* Begin Rows *
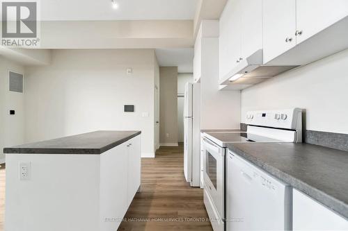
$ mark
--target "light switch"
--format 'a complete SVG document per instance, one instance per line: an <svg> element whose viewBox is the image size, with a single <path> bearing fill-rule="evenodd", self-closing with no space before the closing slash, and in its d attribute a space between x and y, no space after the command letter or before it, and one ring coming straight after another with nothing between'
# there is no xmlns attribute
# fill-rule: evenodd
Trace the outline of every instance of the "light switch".
<svg viewBox="0 0 348 231"><path fill-rule="evenodd" d="M150 113L149 112L143 112L141 116L143 117L150 117Z"/></svg>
* End Rows *
Task directions:
Which lines in the material above contain the word "attribute"? Select each of them and copy it out.

Solution:
--format 'a complete SVG document per instance, one instance per line: an <svg> element whose viewBox is the image size, with a single <path> bearing fill-rule="evenodd", self-closing with no space before the closing slash, and in its d attribute a space between x and y, no space after the command letter or before it, and one ring coming straight after another with nothing between'
# there is no xmlns attribute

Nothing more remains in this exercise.